Please reproduce the listing from the line holding "[tag] brown shingle roof: a pin per instance" through the end of the listing, inclusive, keeping the requests unchanged. Scale every coordinate in the answers by 0.7, rounding to whole numbers with halves going up.
BEGIN INPUT DATA
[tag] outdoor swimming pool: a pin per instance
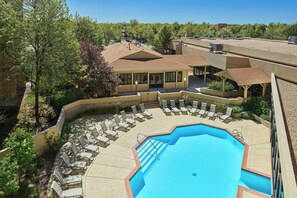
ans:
(194, 161)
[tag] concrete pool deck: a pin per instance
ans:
(105, 177)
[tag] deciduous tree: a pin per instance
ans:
(98, 75)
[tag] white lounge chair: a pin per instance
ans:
(227, 115)
(119, 123)
(212, 111)
(73, 192)
(203, 108)
(144, 111)
(107, 131)
(136, 114)
(73, 179)
(83, 155)
(182, 106)
(174, 109)
(165, 107)
(130, 121)
(83, 142)
(194, 108)
(99, 137)
(76, 164)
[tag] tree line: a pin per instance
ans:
(106, 33)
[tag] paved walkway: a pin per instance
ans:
(105, 176)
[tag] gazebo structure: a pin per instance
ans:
(245, 77)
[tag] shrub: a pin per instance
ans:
(256, 106)
(218, 85)
(247, 115)
(236, 109)
(66, 129)
(61, 98)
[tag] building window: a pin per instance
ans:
(141, 78)
(179, 76)
(170, 76)
(126, 79)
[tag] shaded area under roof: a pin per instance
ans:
(288, 94)
(123, 49)
(160, 64)
(245, 76)
(188, 59)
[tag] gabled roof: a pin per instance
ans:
(188, 59)
(246, 76)
(159, 64)
(126, 50)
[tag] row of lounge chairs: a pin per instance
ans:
(84, 150)
(194, 110)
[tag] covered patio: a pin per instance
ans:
(245, 78)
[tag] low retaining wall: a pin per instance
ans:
(225, 94)
(71, 111)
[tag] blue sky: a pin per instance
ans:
(197, 11)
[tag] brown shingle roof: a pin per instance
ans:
(161, 64)
(188, 59)
(120, 50)
(246, 76)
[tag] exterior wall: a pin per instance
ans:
(145, 87)
(284, 182)
(226, 94)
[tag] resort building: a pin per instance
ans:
(142, 69)
(253, 64)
END INPUT DATA
• [SOLUTION TO THIS EXERCISE]:
[tag] brown shingle roof: a pin per instance
ans:
(113, 45)
(132, 41)
(84, 35)
(172, 53)
[tag] exterior wall: a pin per instance
ans:
(102, 61)
(199, 127)
(158, 66)
[tag] resort building: a pin per instance
ans:
(99, 48)
(177, 45)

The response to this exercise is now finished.